* [Requirements] Reproduce the line that holds "of the bird's" together with all the lines after it up to the end of the entries.

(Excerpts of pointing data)
···
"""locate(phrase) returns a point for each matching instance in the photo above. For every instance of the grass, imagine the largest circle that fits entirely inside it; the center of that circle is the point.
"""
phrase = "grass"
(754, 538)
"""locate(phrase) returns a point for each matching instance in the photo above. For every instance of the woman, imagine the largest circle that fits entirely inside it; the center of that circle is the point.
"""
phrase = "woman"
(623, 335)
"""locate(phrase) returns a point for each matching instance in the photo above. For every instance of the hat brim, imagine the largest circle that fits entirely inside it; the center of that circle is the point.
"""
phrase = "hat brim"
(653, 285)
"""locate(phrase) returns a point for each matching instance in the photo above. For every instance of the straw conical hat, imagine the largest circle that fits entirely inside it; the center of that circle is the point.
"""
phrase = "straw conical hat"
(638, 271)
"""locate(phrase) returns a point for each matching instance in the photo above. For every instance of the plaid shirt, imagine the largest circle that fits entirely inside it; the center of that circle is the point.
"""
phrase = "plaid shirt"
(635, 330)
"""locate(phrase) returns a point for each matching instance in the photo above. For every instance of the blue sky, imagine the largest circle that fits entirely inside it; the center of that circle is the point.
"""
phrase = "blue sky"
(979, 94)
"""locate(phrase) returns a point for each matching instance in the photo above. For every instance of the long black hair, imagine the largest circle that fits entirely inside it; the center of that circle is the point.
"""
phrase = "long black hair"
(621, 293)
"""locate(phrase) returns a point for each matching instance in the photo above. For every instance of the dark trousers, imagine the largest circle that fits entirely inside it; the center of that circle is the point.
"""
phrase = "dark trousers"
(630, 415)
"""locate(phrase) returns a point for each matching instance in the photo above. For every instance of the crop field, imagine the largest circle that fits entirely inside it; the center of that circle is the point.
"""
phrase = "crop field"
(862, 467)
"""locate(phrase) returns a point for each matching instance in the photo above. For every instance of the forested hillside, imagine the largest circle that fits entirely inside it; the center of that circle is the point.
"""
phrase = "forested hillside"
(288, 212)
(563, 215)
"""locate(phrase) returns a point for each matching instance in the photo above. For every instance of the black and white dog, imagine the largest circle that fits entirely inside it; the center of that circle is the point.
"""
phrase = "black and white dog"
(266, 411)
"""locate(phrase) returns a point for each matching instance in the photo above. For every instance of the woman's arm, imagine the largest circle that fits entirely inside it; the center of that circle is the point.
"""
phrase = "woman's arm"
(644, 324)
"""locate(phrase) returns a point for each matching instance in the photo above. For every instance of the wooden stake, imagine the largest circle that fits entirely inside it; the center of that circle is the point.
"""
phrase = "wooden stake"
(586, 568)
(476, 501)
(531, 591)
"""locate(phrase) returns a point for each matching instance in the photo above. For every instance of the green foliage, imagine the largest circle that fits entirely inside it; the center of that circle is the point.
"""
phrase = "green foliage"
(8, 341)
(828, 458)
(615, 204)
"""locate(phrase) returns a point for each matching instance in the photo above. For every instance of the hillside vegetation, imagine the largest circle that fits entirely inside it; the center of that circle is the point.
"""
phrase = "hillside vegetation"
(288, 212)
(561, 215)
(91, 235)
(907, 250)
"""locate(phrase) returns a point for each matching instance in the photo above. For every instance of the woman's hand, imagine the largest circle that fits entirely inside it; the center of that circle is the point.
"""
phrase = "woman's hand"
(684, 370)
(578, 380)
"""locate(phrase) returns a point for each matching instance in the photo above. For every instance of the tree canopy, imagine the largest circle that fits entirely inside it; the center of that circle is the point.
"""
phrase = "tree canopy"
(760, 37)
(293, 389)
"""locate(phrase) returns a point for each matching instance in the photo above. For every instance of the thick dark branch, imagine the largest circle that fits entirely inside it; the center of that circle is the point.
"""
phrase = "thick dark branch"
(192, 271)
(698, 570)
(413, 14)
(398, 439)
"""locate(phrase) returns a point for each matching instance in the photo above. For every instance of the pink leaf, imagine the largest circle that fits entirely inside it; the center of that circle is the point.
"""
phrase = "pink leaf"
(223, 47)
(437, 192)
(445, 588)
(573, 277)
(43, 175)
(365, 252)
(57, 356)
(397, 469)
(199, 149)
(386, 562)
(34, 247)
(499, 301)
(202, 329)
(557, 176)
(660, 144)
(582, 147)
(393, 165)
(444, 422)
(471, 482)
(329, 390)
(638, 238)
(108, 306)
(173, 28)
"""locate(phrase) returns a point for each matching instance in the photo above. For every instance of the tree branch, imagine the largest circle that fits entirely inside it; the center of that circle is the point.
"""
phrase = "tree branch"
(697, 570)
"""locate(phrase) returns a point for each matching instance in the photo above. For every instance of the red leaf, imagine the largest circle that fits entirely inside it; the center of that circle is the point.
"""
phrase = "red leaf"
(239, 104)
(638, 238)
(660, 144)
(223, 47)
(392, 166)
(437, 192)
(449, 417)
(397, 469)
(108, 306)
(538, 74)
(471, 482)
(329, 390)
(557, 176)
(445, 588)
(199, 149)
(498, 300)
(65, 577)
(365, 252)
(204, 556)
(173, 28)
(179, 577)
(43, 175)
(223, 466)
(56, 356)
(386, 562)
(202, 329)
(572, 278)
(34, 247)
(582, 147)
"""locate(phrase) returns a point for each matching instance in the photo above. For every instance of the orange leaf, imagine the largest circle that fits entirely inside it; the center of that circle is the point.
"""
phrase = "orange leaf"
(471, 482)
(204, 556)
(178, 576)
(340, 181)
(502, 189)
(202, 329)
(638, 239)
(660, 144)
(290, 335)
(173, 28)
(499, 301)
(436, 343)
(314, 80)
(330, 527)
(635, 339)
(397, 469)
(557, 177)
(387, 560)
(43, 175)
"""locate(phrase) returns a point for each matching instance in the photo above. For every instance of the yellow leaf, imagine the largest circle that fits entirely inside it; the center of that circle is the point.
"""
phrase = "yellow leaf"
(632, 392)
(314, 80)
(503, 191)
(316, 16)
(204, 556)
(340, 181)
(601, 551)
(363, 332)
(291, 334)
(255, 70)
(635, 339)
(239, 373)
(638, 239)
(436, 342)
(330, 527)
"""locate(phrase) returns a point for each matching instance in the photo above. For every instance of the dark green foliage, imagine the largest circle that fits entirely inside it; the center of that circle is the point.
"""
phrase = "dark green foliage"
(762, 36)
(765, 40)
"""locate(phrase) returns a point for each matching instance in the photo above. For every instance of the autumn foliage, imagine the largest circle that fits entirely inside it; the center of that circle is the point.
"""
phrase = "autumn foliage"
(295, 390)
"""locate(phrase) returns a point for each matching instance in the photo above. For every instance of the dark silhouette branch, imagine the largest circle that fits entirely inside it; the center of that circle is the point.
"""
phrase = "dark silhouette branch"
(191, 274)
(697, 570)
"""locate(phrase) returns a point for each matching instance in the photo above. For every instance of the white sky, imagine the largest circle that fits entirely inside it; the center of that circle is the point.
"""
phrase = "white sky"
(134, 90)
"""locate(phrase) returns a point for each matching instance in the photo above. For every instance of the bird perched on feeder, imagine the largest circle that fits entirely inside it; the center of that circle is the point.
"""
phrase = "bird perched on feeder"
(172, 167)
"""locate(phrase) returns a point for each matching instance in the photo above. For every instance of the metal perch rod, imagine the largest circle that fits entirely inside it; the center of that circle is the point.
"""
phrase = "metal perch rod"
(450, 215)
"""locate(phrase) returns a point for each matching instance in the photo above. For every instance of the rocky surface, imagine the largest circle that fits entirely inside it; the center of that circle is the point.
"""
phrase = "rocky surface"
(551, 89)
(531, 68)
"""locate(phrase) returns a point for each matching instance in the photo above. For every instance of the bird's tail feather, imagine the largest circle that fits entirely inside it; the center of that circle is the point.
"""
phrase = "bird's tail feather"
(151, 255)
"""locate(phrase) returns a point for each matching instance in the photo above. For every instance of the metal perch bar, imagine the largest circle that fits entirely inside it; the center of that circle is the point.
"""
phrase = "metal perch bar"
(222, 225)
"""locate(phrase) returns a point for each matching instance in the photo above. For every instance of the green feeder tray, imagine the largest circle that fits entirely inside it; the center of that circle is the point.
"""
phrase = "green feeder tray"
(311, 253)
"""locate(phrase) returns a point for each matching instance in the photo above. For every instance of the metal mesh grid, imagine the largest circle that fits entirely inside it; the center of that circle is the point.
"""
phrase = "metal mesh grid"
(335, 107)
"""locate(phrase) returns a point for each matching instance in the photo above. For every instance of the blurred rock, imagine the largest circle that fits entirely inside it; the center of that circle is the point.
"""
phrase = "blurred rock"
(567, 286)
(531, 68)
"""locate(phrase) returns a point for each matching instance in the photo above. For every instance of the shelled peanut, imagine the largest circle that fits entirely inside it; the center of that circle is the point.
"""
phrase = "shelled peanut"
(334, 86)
···
* [Correct result]
"""locate(phrase) returns a point for each matching instance in the photo above. For every instance of the bird's tail feather, imagine the largest circle that fits entirely inside it; the center of that circle is the point.
"""
phrase = "bird's tail feather"
(151, 255)
"""locate(phrase) returns a point for each matching instance in the photo above. For every instance of the metal perch bar, imagine the largest circle that fits entirely inside it; the center of that circle is the point.
"""
phrase = "metal perch bar"
(222, 225)
"""locate(phrase) returns a point for each matching instance in the photo above. For every instance of the green feeder tray, imagine the largest circle that fits entirely inside it; the center of that circle is the point.
"""
phrase = "green feeder tray"
(311, 253)
"""locate(phrase) returns a point for each matching instance in the photo above. For every instance of the metal mesh grid, imagine the largest circle that fits entirely inside it; the center of that circle is the point.
"""
phrase = "metal mesh grid"
(335, 107)
"""locate(phrase) returns a point for each matching instance in the photo above. For every instance of the blurred rock, imagine the largest circle that fits entirely inside it; the center of that circle is the point.
"""
phrase = "blurred rock"
(567, 286)
(531, 68)
"""locate(phrase) returns a point for each matching instance in the photo above. For every instance of the shelled peanut, imagine the largest circle that fits entirely inside it; the center of that circle is the point.
"""
phrase = "shelled peanut"
(334, 86)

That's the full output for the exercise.